Reading text —
▶

Steeping the dead nettle in hot water for five minutes or in cold water for several hours may help increase antioxidant bioavailability. You can add honey, mint, or other herbs to make the mixture more potent and flavorful.
Read more about foraging for wild tea.
4. Oil Infusion
Try steeping your purple dead nettle in oil to make a fragrant infusion. This is an easy and simple way to use the plant, giving you a versatile “base method” to enjoy the benefits.
Much like rosemary oil, purple dead nettle oil can be used therapeutically, medicinally, and culinarily. You can cook with the oil, rub it on your skin, or use it as a starting point for more complex creations, like salves and skin-care products.
5. Wound Poultice
Purple dead nettle is an astringent and antimicrobial agent with impressive antibacterial, antibiotic, and antifungal effects. This makes it a powerful bush medicine that can help stop bleeding and prevent infection in open wounds.
If you get cut, burned, or bitten by bugs in the field, crush purple dead nettle to release the juices and apply it to the wound until you can get alternative care.
6. Antibiotic Salve
Once you’re out of the field, you aren’t out of danger. Wound care is an ongoing process, and purple dead nettle’s antibiotic properties can help.
Apply a thin layer of purple dead nettle salve on a wound to prevent infections, promote healing, and protect the injury from stray debris. You can also use purple dead nettle salve on chapped lips, fingernails, and sunburns.
7. Medicinal Tincture
Alcohol-based purple dead nettle tincture has been used in folk medicine for centuries. It has a mild laxative and diuretic effect that can help with UTIs and edema. Its powerful blend of antioxidants, vitamin C, and other immune-boosting compounds make it helpful during flu season, while its anti-inflammatory phenols and flavonoids soothe earaches, headaches, and gut issues.
8. Essential Oil
Unlike an oil infusion, essential oil is much more concentrated. This potent extract will yield higher antioxidative capabilities than teas or tinctures, so the benefits will be much more significant.
Applying a bit of diluted essential oil to affected areas could also help clear skin infections and pigmentation issues.
9. Throat Spray
Purple dead nettle throat spray is a wonderful treatment for colds and sore throats. The anti-inflammatory effects can bring down swelling, while antioxidant properties support the immune system and help you get better sooner.

◀

Actions to take —
**A)** Update the passage on purple dead nettle from "Much like rosemary" up to and including "properties can help.", replacing "bush medicine" with "field remedy".
**B)** Answer these questions using the passage on purple dead nettle:
(i) How long should the dead nettle steep in hot water?
(ii) What effect of the tincture can help with UTIs and edema?
(iii) What two conditions is the throat spray said to treat?
**C)** Pick up the passage on purple dead nettle uses and extend it.

Point-per-instance localization data —
▶

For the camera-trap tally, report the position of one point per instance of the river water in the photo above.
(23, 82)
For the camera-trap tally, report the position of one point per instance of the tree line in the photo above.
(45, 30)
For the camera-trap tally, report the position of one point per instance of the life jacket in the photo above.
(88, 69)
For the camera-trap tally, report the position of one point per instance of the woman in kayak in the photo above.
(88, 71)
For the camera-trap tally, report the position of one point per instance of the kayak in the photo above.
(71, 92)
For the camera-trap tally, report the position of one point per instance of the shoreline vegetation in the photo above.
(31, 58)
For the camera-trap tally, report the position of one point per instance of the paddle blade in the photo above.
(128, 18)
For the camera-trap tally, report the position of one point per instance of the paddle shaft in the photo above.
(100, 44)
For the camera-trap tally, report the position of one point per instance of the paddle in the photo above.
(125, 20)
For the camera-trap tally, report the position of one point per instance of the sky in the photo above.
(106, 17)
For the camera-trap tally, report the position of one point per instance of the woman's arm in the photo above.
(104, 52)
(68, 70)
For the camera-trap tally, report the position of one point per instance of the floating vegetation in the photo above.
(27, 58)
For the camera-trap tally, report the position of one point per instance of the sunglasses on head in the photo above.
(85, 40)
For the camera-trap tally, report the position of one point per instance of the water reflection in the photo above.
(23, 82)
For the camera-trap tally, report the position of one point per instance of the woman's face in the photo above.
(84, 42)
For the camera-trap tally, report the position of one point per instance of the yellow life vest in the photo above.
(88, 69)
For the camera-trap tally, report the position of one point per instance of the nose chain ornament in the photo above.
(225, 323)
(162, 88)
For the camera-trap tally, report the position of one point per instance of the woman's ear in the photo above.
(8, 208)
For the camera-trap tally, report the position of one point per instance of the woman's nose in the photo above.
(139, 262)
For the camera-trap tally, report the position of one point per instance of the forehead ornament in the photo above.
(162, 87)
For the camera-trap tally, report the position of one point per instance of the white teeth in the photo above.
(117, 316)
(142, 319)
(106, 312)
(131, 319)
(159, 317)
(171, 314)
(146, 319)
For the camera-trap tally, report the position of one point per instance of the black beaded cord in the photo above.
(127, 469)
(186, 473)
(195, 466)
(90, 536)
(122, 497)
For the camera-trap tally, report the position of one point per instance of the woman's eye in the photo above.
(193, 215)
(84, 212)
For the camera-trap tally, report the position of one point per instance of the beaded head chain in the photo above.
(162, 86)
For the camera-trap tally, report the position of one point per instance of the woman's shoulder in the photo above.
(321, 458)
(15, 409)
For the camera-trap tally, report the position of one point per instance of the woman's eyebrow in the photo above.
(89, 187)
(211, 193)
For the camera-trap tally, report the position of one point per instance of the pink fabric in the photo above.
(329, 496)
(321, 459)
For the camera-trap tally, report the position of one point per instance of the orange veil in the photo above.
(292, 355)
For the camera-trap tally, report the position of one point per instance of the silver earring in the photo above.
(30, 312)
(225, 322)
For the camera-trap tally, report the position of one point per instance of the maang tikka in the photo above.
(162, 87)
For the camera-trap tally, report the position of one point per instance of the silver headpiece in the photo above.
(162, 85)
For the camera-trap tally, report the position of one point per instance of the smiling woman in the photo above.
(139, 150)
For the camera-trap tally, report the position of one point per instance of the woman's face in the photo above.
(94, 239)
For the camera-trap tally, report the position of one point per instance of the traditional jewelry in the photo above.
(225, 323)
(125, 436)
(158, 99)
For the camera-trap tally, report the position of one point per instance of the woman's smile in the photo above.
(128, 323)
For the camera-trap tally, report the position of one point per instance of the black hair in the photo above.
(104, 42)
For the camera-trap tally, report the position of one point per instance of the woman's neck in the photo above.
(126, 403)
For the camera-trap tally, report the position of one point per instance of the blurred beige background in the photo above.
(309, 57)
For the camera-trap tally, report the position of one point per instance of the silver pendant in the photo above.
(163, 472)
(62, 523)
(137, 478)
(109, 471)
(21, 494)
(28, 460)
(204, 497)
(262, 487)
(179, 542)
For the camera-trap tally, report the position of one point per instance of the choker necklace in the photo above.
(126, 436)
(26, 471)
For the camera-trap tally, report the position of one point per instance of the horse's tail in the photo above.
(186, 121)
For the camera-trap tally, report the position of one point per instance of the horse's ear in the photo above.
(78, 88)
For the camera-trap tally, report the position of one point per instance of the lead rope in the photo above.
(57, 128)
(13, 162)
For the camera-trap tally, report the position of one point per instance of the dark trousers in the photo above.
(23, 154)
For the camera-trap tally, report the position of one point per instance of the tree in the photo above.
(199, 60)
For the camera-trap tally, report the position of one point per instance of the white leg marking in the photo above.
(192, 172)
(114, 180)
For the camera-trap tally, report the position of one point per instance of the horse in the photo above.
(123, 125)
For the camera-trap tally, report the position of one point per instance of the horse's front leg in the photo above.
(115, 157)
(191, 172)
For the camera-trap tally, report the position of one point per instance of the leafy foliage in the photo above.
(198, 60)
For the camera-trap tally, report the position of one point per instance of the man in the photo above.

◀

Exercise answers —
**A)**
Much like rosemary oil, purple dead nettle oil can be used therapeutically, medicinally, and culinarily. You can cook with the oil, rub it on your skin, or use it as a starting point for more complex creations, like salves and skin-care products.
5. Wound Poultice
Purple dead nettle is an astringent and antimicrobial agent with impressive antibacterial, antibiotic, and antifungal effects. This makes it a powerful field remedy that can help stop bleeding and prevent infection in open wounds.
If you get cut, burned, or bitten by bugs in the field, crush purple dead nettle to release the juices and apply it to the wound until you can get alternative care.
6. Antibiotic Salve
Once you’re out of the field, you aren’t out of danger. Wound care is an ongoing process, and purple dead nettle’s antibiotic properties can help.

**B)**
(i) Five minutes.
(ii) Its mild laxative and diuretic effect.
(iii) Colds and sore throats.

**C)**
There are rumors that purple dead nettle also acts as an antihistamine, which may benefit those suffering from seasonal allergies. Alternatively, you can put purple dead nettle in homemade cough drops or add it to a homemade cough medicine.
10. Muscle Balm
Purple dead nettle can reduce swelling and soothe muscle soreness and joint pain. If you hit the gym especially hard or spend all day tilling a field, you might strain something. Rub some purple dead nettle balm on the affected area and wait a few moments for relief.
You might also use purple dead nettle balm for arthritis pain or older musculoskeletal injuries. You can add mint for a refreshing aftertaste and use it on the lips, or apply it after a sunburn to ease the sting.
11. Skin-care Products
You can create all sorts of excellent care products with purple dead nettle. Try using your oil infusion to make an antimicrobial lip balm, or add a few drops of essential oil to lotions and creams.
You can begin your skin-care adventure with pre-made products from the store or add purple dead nettle to DIY hair and skin-care products like wood ash soap.
12. Chicken Feed
Many chickens enjoy purple dead nettle. The herb is slightly aromatic, so animals like rabbits, goats, and chickens might not like it as much when fresh. But if you have a huge patch you want to get rid of, consider drying it out and tossing it to them. It is completely safe for humans and animals alike.
Purple dead nettle provides the perfect opportunity to utilize your land creatively while healing, nourishing, or simply spicing up your life. If you’re ready to try some of these ideas, head outside and forage a basket today!